GIVEN REQUEST> Please copy out word for word everything from the first line of the entries down to the line containing "347 51 356 72", with both of those lines included.

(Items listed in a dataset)
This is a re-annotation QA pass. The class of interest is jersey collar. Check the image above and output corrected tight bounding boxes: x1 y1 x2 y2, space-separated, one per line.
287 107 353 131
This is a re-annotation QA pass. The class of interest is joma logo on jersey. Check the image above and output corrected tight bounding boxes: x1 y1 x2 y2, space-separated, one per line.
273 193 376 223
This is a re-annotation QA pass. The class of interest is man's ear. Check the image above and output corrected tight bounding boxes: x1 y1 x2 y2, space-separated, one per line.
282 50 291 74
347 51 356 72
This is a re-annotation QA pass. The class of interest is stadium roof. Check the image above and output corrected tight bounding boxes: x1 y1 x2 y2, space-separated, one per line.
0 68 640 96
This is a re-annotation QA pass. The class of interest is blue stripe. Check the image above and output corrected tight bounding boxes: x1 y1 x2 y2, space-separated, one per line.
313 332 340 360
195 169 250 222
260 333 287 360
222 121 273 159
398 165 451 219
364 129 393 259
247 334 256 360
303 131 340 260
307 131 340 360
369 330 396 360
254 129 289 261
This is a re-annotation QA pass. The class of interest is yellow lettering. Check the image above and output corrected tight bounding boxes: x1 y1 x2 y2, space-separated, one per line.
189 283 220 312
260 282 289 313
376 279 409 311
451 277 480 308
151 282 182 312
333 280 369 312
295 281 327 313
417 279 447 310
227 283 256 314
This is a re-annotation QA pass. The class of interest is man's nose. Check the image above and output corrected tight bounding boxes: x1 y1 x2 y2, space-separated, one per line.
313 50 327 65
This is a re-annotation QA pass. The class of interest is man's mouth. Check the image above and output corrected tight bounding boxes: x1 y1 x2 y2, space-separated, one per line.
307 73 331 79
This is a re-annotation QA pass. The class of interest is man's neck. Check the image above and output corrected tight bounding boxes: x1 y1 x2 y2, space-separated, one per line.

WRITTEN SOLUTION>
This is a re-annotation QA pass. The class of interest is jersey collar. Check the image above and output corrected tight bounding boxes: x1 y1 x2 y2, space-separated, one per line.
287 107 353 131
This is a re-annotation QA pass. The class of interest is joma logo on jersey. Check the image above and output corrected tight bounding boxes: x1 y1 x2 y2, space-separated, one per line.
273 193 376 223
This is a re-annotation QA pass. The class of interest is man's ear. Check the image above and output corrected tight bounding boxes: x1 y1 x2 y2, space-separated, one per line.
282 50 291 74
347 51 356 72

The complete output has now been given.